» Work instruction: Restate word for word the entries below, starting with the line with "<point>21,4</point>" and continuing through the line with "<point>451,284</point>". Include both of those lines and no others.

» Supplied information:
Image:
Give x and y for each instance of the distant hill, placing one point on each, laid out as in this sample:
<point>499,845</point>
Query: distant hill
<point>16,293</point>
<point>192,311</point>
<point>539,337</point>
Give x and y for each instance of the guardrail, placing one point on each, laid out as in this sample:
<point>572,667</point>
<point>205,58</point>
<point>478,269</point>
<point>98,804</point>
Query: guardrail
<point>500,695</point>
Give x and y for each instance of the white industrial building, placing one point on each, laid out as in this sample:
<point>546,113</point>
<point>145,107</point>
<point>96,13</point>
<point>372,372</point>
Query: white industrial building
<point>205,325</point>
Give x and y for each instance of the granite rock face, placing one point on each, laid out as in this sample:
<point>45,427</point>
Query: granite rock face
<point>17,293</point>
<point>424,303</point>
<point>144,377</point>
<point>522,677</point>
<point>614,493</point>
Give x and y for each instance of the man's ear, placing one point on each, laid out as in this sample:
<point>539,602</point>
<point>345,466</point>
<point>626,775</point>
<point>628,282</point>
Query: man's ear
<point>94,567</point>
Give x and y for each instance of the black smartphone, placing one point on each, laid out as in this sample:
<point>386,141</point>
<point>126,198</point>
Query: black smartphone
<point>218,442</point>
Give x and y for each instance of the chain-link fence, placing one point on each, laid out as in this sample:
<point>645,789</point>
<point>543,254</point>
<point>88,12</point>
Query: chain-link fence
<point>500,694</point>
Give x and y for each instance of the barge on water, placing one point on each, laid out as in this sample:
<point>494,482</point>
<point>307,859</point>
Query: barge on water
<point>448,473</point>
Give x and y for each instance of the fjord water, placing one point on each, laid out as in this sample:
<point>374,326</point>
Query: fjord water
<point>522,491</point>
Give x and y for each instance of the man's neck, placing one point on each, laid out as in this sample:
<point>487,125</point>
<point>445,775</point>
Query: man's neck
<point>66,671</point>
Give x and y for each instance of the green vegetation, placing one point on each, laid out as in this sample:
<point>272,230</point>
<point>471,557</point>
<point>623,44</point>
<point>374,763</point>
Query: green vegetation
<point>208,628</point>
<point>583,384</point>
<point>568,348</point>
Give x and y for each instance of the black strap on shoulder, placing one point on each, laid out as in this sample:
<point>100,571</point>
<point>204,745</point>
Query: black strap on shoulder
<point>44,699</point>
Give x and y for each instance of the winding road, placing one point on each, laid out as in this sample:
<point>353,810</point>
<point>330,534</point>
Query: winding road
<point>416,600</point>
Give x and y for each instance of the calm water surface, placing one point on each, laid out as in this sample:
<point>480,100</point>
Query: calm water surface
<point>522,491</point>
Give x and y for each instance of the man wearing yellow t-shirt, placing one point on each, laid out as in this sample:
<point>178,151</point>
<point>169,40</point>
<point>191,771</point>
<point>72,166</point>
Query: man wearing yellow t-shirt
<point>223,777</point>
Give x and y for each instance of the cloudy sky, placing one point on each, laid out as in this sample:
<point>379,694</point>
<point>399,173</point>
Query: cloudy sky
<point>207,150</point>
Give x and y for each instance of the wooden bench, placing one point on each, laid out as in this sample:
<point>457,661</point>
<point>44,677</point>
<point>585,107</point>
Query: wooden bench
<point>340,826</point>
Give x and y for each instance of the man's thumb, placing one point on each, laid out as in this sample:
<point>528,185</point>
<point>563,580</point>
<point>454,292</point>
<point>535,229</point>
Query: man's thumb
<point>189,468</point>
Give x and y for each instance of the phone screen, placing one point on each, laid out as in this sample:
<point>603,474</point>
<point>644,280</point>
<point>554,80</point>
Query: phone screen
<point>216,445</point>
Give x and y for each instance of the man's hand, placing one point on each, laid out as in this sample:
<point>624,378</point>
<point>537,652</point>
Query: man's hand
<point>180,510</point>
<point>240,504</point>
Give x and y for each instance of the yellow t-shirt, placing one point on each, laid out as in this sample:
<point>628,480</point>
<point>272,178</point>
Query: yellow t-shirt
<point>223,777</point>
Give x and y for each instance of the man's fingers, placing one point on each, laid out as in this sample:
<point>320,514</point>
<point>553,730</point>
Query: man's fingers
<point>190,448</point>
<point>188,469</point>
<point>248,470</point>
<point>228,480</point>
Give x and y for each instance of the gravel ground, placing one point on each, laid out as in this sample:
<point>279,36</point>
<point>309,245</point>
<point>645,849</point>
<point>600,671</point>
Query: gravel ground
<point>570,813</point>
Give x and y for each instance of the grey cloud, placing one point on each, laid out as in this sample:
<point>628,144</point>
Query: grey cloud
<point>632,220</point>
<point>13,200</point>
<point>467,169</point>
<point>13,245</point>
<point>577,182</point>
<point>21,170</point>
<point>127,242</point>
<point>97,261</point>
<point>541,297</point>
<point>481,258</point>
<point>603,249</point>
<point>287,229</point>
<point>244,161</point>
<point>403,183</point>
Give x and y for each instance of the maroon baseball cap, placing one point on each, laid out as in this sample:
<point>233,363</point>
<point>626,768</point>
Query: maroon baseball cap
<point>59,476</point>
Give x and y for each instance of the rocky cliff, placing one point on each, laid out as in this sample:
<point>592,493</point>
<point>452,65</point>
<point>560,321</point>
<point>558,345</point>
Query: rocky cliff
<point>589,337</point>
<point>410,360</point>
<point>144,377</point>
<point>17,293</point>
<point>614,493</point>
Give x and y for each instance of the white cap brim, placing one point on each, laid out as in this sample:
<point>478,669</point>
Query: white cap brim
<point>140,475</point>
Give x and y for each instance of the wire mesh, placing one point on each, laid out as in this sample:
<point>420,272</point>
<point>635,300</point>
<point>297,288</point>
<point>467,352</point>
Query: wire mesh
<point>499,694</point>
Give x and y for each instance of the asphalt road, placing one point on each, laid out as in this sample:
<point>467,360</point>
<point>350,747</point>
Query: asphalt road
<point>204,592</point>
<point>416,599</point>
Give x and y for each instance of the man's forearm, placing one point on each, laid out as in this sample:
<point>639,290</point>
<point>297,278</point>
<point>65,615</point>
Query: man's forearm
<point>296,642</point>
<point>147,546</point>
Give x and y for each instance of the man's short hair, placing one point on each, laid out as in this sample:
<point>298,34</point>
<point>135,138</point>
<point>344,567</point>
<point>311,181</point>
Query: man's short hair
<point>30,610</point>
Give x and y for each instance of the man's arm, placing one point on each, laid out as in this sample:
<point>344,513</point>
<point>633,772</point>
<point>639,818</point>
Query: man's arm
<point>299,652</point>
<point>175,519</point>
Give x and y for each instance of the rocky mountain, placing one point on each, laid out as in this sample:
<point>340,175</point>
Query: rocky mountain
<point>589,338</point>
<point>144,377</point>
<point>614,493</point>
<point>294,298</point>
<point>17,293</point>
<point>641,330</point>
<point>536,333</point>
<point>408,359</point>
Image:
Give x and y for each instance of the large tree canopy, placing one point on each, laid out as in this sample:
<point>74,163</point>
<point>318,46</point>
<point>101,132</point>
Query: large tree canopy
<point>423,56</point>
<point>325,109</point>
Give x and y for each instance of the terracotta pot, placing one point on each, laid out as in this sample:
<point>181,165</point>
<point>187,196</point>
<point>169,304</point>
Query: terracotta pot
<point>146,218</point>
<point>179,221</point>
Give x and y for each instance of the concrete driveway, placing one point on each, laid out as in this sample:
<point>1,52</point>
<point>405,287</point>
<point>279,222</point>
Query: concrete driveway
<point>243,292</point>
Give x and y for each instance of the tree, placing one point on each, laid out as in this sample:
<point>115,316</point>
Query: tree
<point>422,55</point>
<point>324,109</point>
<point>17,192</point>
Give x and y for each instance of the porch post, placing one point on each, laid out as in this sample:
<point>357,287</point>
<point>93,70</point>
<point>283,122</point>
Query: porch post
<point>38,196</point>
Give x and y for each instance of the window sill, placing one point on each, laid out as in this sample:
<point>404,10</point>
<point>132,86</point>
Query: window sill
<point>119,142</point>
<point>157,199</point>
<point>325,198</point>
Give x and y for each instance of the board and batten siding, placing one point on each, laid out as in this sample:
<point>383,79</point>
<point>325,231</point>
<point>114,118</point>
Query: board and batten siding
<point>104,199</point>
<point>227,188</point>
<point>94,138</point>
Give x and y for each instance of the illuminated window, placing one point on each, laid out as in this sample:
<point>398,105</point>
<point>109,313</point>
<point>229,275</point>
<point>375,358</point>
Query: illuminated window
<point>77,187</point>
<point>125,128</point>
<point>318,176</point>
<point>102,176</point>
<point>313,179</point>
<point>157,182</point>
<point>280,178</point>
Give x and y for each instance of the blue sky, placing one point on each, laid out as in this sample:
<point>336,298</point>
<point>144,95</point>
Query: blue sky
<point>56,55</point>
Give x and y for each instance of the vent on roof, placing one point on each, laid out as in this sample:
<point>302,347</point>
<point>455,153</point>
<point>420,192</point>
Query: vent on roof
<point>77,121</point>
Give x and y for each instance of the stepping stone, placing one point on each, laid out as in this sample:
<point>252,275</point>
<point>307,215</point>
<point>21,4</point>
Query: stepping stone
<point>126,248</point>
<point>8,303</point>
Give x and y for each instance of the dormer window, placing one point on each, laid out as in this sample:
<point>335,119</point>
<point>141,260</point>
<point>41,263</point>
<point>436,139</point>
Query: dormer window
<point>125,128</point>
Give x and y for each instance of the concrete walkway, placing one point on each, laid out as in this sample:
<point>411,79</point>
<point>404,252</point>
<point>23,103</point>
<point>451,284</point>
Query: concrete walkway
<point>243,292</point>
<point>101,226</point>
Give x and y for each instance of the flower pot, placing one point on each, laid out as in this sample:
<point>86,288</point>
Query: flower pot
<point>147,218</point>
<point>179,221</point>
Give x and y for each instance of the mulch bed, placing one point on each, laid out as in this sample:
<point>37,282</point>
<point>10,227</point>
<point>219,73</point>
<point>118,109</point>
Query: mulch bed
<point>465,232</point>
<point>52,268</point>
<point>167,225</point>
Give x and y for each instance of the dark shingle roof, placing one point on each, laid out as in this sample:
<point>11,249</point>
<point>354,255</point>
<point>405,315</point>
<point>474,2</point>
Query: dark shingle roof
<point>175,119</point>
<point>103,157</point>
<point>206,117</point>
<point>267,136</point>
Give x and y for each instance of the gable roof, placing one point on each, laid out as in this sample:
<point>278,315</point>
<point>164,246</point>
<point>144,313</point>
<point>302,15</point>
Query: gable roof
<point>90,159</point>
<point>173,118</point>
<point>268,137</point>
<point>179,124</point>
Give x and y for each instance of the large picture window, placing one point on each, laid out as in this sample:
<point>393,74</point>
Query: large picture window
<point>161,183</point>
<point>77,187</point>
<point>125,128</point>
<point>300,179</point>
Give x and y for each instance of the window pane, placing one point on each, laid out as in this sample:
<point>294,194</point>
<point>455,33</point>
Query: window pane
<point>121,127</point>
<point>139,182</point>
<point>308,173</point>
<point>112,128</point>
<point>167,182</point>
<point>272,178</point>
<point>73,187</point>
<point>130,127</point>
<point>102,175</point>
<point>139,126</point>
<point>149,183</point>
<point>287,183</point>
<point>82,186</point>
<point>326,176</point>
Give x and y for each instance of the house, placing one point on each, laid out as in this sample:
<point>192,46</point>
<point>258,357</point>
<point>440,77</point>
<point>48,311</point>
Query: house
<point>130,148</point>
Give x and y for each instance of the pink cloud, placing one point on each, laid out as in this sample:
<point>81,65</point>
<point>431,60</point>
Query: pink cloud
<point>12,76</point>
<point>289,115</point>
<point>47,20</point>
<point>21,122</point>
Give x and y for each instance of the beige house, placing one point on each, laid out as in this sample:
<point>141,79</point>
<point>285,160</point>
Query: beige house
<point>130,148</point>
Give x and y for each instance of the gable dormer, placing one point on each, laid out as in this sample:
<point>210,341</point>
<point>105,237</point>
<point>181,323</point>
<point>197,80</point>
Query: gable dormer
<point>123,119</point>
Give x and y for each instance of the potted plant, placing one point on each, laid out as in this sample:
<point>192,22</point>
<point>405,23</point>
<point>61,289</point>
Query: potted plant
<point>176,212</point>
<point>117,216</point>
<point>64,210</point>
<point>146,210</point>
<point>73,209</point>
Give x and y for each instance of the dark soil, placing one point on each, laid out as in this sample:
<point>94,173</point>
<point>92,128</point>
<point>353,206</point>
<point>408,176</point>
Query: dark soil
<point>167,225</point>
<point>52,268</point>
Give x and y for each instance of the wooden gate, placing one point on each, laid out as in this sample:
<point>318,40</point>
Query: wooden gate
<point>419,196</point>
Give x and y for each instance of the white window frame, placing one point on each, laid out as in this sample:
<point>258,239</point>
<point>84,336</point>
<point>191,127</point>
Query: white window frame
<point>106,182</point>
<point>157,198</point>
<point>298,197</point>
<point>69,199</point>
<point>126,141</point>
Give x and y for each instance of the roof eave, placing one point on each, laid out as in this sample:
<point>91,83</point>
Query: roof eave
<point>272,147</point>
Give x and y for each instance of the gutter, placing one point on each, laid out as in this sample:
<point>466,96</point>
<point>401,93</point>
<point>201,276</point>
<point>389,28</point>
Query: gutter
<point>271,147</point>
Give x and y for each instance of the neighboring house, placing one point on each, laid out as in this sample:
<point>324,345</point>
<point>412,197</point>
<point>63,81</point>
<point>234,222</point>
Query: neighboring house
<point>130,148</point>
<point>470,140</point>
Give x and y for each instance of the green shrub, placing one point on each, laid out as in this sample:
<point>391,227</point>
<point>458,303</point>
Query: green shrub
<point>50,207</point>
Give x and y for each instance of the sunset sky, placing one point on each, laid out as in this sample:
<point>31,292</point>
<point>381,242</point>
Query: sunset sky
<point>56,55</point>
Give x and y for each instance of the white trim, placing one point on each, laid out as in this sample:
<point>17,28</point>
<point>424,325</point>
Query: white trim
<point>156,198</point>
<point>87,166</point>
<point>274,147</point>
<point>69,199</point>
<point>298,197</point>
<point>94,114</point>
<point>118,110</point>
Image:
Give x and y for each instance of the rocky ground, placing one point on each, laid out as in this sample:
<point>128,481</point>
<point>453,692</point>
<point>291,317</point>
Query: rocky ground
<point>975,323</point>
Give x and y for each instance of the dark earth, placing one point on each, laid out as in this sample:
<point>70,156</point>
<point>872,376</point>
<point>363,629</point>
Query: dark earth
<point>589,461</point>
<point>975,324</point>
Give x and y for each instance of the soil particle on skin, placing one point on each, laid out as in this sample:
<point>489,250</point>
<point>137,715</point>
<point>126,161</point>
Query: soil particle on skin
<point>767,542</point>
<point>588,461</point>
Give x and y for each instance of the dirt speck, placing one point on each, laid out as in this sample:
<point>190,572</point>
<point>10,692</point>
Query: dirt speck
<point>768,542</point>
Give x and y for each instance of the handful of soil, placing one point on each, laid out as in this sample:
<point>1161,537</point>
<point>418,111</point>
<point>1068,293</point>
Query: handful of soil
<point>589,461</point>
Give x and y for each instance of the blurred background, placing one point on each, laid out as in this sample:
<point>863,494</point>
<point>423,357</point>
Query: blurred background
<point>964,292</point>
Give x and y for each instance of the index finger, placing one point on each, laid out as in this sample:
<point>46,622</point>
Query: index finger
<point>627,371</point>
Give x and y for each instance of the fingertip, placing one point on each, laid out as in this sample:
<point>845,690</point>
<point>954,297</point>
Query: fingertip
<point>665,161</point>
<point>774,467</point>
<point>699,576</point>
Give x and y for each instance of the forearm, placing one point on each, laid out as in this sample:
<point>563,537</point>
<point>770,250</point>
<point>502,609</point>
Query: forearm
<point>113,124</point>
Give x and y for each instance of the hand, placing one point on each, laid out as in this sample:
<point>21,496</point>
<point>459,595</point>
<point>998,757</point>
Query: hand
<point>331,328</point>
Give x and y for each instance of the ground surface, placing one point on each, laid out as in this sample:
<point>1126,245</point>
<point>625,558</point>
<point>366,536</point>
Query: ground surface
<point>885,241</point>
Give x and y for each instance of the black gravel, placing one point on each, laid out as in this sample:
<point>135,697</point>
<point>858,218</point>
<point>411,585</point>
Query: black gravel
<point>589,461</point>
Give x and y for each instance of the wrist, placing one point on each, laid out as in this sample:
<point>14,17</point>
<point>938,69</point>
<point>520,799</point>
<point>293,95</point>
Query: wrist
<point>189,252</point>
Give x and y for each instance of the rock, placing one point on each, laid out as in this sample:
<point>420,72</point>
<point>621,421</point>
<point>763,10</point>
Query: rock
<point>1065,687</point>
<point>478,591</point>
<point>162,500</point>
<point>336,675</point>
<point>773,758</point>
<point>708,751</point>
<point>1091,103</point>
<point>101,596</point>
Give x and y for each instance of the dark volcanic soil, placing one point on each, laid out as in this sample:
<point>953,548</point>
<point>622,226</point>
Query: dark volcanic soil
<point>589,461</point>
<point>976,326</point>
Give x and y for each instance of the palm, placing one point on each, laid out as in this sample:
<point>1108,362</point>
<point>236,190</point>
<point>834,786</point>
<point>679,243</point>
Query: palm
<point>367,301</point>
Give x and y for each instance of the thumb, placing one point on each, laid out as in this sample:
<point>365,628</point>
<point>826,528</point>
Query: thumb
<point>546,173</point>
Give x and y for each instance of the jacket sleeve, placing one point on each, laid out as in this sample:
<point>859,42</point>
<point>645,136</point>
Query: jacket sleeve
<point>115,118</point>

» Response area:
<point>21,4</point>
Query: stepping stone
<point>126,248</point>
<point>8,303</point>
Give x and y for each instance of the dormer window, placing one point on each, laid out as in this sample:
<point>335,119</point>
<point>141,260</point>
<point>41,263</point>
<point>436,139</point>
Query: dormer window
<point>125,128</point>
Give x and y for each instance of the concrete walkway, placing one point on each, laid out as in this sample:
<point>411,79</point>
<point>404,252</point>
<point>23,103</point>
<point>451,284</point>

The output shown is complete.